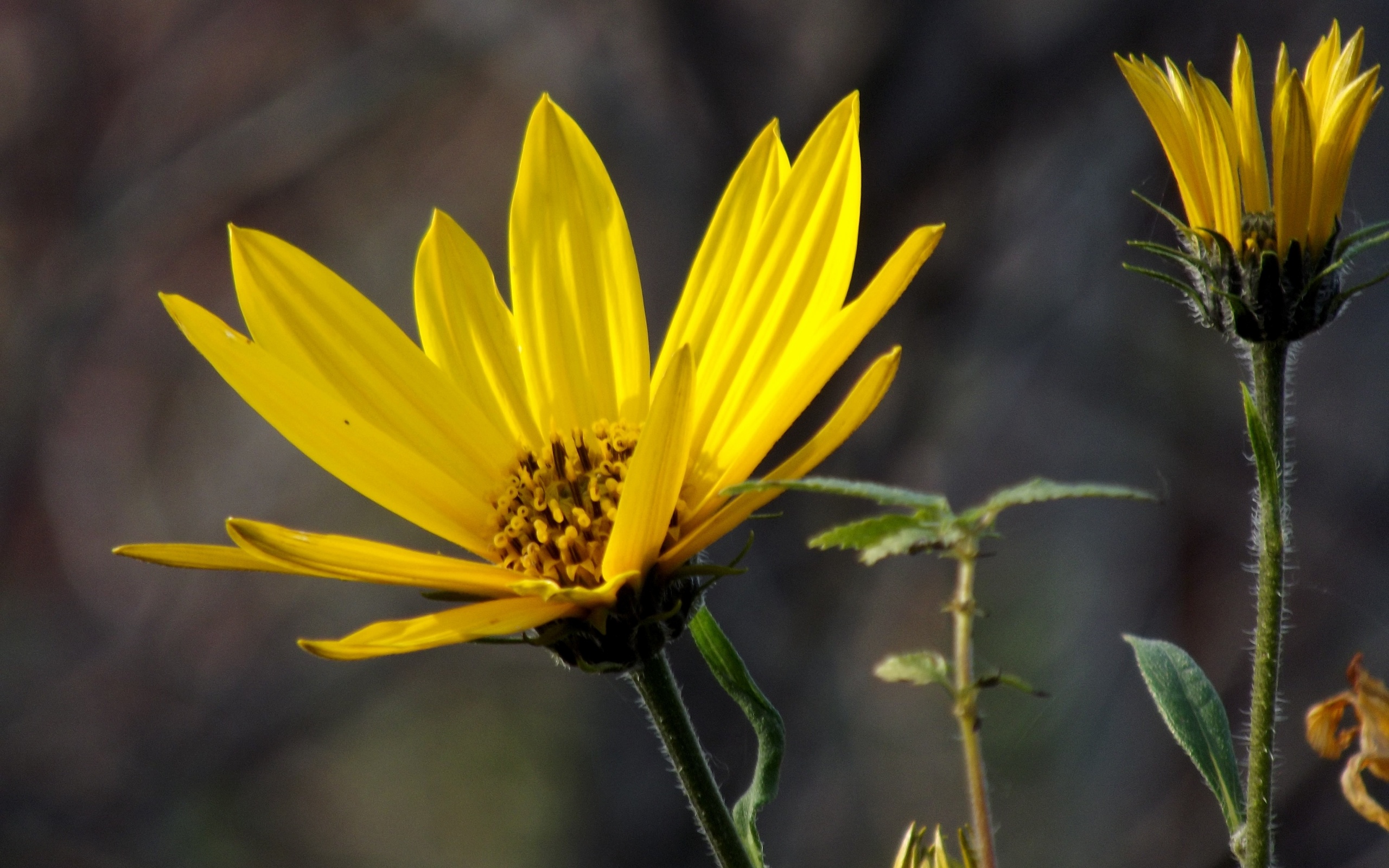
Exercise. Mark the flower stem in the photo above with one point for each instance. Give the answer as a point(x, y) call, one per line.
point(967, 705)
point(1270, 366)
point(661, 696)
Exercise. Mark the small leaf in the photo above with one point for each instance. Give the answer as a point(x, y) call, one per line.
point(887, 495)
point(917, 668)
point(1266, 464)
point(732, 675)
point(1195, 716)
point(880, 537)
point(1041, 490)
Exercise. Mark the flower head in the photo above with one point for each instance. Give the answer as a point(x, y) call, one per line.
point(538, 437)
point(1261, 257)
point(1368, 703)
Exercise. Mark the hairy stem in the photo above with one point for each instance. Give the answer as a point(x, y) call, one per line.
point(661, 696)
point(967, 707)
point(1270, 367)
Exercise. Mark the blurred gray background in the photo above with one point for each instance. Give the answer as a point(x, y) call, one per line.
point(163, 718)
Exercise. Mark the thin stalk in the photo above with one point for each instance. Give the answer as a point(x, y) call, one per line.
point(661, 696)
point(1270, 368)
point(967, 706)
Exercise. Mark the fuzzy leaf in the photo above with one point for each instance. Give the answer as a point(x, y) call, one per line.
point(732, 675)
point(887, 495)
point(1195, 716)
point(1041, 490)
point(917, 668)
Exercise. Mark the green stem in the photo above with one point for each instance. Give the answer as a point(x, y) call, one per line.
point(661, 696)
point(1270, 367)
point(967, 706)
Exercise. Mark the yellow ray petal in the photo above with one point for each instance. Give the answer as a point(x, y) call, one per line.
point(574, 282)
point(803, 260)
point(317, 324)
point(862, 400)
point(192, 556)
point(338, 437)
point(467, 330)
point(1253, 165)
point(1292, 164)
point(727, 247)
point(450, 627)
point(360, 560)
point(803, 374)
point(1335, 150)
point(658, 470)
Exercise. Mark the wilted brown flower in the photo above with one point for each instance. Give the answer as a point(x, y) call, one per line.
point(1368, 699)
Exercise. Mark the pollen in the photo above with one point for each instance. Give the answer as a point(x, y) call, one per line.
point(555, 516)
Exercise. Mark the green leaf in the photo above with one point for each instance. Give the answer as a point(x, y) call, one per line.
point(1195, 716)
point(887, 495)
point(1041, 490)
point(772, 733)
point(1266, 464)
point(916, 668)
point(880, 537)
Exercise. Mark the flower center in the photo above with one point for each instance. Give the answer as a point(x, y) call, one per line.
point(556, 513)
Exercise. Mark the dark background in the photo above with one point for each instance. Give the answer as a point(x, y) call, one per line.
point(162, 718)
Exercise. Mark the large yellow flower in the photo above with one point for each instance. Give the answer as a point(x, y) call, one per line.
point(538, 437)
point(1217, 152)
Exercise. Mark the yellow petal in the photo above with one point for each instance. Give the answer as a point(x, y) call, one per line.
point(800, 273)
point(338, 437)
point(467, 330)
point(191, 556)
point(1292, 164)
point(360, 560)
point(1253, 165)
point(313, 321)
point(1324, 731)
point(802, 375)
point(1337, 143)
point(574, 282)
point(1176, 134)
point(450, 627)
point(727, 247)
point(851, 414)
point(653, 484)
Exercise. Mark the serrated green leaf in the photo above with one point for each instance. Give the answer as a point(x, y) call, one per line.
point(1195, 716)
point(732, 675)
point(887, 495)
point(1042, 490)
point(1266, 463)
point(881, 537)
point(916, 668)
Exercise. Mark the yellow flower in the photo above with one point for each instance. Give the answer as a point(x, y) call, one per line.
point(538, 437)
point(1368, 700)
point(1261, 259)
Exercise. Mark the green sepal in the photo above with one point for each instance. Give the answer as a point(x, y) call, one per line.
point(732, 675)
point(1192, 710)
point(917, 668)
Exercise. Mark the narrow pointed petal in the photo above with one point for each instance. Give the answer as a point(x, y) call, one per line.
point(452, 627)
point(336, 437)
point(803, 263)
point(361, 560)
point(727, 247)
point(316, 323)
point(574, 282)
point(192, 556)
point(1253, 165)
point(851, 414)
point(803, 374)
point(653, 485)
point(1292, 164)
point(467, 330)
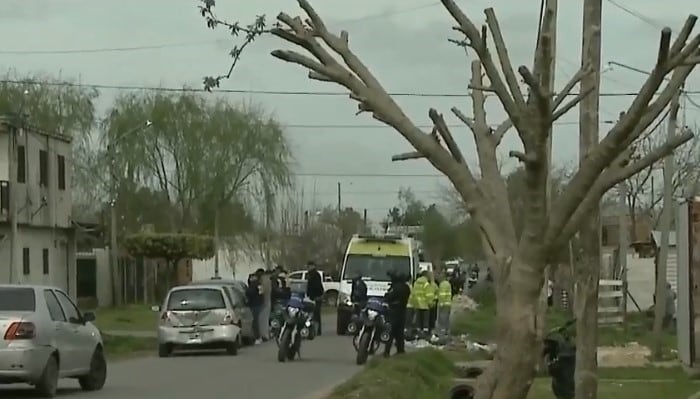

----

Retype the lines from the one containing "Exercise. Mark the flower center" through the one containing "point(1217, 152)", both included, with every character unchanged.

Exercise. Mark the flower center in the photo above with one point for each instance. Give the answer as a point(x, y) call, one per line.
point(556, 513)
Exercise. Mark the dark background in the photo above with one point for each instance. Give the answer as a point(x, y) call, one per line.
point(162, 718)
Exercise. Mark the large yellow flower in the photo above with one point for each instance. Give the answer as a point(x, y) call, one per line.
point(538, 437)
point(1217, 152)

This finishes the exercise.